[Do this] Copy out every line below from the one containing "of the distant" down to the one containing "[[51, 751], [1206, 321]]", both included, keeping the requests unchanged. Multiply each coordinate in the answers by 1.15 and round to a whole number, with halves going up.

[Material to process]
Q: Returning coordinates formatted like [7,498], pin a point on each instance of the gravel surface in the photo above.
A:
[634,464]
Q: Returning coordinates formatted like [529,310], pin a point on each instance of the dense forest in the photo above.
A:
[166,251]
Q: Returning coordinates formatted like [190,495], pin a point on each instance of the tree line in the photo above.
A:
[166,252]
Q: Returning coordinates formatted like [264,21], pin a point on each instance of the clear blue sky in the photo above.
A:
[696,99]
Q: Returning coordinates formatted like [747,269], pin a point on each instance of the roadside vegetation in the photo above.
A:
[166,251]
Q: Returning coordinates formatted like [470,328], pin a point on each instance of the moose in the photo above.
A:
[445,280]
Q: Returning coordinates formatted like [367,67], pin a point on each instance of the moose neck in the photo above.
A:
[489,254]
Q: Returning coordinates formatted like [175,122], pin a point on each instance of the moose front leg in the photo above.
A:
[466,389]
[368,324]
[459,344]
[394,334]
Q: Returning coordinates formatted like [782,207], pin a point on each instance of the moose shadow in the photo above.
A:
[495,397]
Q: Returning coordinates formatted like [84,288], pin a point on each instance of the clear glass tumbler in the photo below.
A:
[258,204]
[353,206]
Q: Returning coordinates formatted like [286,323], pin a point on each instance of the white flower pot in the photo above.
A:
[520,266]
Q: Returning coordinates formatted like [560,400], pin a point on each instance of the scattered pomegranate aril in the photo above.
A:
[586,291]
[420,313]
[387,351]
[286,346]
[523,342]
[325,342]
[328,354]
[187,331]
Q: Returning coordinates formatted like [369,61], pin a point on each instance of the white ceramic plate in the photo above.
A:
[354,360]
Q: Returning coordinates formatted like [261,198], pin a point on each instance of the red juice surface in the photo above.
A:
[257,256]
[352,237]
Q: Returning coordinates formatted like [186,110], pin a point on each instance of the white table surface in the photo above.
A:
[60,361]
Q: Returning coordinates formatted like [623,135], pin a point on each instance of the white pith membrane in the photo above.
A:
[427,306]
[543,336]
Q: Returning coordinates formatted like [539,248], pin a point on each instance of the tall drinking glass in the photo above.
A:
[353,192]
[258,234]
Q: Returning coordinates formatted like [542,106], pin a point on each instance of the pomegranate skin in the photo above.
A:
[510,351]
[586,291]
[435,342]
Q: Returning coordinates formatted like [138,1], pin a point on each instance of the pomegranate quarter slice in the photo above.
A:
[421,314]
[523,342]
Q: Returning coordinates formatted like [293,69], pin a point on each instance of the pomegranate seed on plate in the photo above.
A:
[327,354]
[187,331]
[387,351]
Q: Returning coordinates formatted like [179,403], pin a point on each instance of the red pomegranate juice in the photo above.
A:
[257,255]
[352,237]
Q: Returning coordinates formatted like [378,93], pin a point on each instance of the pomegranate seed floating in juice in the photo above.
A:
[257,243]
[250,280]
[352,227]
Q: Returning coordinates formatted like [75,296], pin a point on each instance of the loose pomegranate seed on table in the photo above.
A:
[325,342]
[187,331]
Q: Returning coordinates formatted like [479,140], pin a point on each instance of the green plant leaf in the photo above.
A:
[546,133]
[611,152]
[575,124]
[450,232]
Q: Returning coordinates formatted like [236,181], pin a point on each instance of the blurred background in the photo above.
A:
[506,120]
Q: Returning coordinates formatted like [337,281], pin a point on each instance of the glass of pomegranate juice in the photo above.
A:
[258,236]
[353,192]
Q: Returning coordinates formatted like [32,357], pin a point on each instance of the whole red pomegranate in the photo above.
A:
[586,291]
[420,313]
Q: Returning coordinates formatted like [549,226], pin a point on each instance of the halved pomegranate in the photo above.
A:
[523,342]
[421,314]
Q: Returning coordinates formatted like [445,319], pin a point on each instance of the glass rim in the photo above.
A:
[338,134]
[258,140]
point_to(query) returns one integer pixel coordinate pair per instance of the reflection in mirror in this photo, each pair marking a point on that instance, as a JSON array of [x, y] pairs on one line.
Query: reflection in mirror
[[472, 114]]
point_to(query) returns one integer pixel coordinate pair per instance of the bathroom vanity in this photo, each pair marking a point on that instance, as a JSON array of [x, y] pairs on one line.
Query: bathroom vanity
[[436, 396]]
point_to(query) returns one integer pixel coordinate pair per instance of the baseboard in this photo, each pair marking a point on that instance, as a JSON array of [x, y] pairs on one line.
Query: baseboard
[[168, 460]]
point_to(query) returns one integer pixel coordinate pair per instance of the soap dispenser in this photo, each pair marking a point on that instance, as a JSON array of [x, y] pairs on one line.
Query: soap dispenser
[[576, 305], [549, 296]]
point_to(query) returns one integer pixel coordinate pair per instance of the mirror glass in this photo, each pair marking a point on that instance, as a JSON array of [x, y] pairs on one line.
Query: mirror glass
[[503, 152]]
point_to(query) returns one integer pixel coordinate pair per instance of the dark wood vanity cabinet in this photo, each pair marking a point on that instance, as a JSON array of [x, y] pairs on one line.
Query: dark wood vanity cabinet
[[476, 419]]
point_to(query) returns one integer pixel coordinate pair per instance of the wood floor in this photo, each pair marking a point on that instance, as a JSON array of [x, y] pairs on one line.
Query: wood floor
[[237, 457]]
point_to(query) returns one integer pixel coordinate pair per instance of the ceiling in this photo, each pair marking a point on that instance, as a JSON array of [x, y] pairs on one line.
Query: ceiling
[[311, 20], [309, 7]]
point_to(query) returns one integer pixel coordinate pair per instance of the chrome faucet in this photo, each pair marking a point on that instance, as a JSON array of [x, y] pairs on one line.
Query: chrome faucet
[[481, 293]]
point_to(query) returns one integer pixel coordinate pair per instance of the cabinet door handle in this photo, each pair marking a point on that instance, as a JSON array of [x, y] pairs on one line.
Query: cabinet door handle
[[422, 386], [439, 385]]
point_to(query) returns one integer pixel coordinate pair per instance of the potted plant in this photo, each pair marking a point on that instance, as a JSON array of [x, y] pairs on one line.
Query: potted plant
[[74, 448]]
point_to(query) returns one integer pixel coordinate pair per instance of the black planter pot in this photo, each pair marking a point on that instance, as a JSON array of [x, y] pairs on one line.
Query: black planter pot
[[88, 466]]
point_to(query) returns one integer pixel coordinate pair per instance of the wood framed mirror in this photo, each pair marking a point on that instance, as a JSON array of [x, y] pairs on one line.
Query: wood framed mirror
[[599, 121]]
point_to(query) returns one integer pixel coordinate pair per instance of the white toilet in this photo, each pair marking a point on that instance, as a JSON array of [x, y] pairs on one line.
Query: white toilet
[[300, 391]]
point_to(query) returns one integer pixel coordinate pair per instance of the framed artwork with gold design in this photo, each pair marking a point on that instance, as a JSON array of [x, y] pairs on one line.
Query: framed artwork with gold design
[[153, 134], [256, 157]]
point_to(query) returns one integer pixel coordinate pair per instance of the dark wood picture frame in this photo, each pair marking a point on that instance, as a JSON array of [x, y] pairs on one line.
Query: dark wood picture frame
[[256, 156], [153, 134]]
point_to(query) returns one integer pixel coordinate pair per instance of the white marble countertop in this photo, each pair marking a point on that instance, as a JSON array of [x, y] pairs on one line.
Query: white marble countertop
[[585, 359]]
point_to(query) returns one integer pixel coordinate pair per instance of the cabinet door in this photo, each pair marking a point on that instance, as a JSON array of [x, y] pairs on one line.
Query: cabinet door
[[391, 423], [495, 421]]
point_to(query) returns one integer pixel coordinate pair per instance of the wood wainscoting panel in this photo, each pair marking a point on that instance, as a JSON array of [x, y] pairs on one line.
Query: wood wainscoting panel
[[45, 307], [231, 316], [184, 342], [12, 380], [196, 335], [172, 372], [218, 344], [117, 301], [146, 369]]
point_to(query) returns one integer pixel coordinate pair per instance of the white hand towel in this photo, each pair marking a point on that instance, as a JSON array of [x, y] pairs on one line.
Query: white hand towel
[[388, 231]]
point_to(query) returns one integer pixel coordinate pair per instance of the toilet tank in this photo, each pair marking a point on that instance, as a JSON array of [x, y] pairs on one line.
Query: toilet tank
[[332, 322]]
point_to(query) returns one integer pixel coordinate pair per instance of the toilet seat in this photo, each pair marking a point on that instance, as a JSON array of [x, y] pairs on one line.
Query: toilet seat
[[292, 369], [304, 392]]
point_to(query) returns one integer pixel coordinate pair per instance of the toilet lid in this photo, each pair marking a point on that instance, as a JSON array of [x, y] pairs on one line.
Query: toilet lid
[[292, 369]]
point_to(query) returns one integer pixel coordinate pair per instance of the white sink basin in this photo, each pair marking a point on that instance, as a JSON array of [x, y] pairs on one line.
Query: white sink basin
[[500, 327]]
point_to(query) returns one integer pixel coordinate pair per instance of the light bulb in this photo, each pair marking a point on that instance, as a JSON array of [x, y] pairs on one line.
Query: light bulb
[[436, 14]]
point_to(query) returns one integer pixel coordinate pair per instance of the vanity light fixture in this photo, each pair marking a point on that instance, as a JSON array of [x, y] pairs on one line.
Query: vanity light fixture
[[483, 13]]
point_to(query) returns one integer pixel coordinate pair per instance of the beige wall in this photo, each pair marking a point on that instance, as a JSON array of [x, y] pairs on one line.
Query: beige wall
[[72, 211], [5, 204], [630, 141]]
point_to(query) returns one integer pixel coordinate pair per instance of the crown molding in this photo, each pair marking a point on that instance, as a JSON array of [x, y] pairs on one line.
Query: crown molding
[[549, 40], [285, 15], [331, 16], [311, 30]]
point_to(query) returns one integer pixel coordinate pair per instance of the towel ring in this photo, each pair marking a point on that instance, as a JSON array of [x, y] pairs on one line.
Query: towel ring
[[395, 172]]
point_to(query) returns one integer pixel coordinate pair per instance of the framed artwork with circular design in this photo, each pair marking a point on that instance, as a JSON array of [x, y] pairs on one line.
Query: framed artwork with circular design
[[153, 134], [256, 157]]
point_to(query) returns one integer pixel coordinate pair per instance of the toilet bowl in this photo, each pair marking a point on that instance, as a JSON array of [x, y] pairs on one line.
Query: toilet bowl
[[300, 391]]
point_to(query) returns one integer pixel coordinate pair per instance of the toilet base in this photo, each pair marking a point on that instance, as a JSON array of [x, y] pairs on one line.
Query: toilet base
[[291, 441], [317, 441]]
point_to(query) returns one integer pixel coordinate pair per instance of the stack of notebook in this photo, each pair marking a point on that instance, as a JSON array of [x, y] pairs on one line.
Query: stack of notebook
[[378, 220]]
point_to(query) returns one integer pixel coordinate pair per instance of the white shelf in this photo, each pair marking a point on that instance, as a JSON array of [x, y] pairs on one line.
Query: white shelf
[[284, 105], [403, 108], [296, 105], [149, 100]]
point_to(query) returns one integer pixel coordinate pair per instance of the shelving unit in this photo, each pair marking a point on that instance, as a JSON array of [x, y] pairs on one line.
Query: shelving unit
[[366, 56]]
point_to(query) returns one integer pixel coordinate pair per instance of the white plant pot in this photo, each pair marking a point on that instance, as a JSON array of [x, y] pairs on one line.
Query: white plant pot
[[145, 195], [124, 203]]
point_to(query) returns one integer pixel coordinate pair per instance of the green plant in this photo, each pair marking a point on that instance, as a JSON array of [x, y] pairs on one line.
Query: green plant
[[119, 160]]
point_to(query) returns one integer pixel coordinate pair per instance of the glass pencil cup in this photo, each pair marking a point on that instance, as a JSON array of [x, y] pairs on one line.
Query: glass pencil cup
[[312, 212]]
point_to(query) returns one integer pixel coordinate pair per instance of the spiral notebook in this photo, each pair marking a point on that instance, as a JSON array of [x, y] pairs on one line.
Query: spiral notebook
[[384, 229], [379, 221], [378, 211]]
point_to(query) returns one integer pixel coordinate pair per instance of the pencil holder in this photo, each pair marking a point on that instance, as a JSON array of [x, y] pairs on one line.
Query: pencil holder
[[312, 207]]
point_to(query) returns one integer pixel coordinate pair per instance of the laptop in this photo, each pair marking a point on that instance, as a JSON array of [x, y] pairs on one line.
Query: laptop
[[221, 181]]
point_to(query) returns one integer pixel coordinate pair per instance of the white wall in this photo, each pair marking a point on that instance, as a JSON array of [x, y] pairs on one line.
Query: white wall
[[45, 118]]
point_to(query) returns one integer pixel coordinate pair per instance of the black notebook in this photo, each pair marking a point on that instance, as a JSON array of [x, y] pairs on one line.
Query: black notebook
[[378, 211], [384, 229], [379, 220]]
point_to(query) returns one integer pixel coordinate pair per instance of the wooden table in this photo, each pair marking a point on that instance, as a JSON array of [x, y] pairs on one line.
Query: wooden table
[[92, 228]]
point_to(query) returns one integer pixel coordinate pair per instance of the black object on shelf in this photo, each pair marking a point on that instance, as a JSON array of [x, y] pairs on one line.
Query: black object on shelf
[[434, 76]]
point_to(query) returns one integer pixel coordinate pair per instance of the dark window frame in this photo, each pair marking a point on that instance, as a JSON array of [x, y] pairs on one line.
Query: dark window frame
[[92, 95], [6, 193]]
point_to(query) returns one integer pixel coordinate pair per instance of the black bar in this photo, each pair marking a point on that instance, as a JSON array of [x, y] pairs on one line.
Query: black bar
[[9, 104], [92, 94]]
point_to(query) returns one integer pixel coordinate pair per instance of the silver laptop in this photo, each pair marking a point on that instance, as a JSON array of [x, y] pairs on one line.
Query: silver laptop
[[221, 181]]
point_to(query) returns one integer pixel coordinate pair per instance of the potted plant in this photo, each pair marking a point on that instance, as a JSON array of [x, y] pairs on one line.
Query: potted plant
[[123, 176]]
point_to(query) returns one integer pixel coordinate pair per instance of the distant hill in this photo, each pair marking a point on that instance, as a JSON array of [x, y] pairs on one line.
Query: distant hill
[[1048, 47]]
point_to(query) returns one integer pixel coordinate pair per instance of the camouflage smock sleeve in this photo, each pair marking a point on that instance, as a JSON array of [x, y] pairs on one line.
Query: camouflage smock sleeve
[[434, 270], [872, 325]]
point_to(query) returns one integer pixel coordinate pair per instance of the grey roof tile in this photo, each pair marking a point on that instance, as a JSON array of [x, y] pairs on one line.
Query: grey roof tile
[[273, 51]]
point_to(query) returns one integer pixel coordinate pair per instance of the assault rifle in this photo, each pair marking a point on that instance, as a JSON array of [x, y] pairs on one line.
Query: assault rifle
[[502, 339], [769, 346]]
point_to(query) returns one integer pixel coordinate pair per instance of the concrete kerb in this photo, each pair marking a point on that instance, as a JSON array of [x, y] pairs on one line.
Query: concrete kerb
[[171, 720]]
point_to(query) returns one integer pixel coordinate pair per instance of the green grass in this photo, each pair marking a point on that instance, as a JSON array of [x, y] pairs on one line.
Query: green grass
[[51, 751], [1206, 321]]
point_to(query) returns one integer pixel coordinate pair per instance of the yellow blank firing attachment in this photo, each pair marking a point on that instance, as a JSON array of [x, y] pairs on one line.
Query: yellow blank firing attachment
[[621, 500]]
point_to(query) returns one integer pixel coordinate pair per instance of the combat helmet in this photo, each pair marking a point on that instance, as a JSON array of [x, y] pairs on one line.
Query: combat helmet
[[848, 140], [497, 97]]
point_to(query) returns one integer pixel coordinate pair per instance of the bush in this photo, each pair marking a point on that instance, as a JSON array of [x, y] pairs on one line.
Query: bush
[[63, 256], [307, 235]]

[Result of this task]
point_to(query) returns one integer pixel coordinate pair per instance of the distant hill in this photo, each pair marking a point on that instance, as a JSON array of [x, y] pairs on one line.
Query: distant hill
[[1205, 54]]
point_to(query) returns one integer pixel coordinate pair per instance of the camouflage smock sleeve in this photo, each pair marking a point on that instance, as a JSON array of [x, y] pairs on one line.
Query: camouflage smock sleeve
[[499, 311], [1003, 374]]
point_to(query) returns one integer pixel coordinate pair per instance of the grey roof tile in this photo, each pair marking a point on that instance, as a JSON array of [x, y] pairs on one line.
Query: grey roof tile
[[314, 59]]
point_to(query) returns one integer pixel coordinate pair per instance of the assault rifle in this photo, each pair marking a point on that instance, as a JSON array of [x, y] pairs on one line.
Query: assault rifle
[[577, 390], [884, 398]]
point_to(query) returns one integer pixel coordinate pair per instance of the concrete kerb in this photo, each pair marking a point on that instance, as a JSON array of [x, y] pairs on one line.
Query: concrete kerb
[[197, 828]]
point_to(query) returns one integer pixel coordinate pair per instance of the green grass in this photo, each pair marking a point on that instance, as a JSON array of [x, y] pairs on one line.
Query: green grass
[[59, 864], [1387, 369]]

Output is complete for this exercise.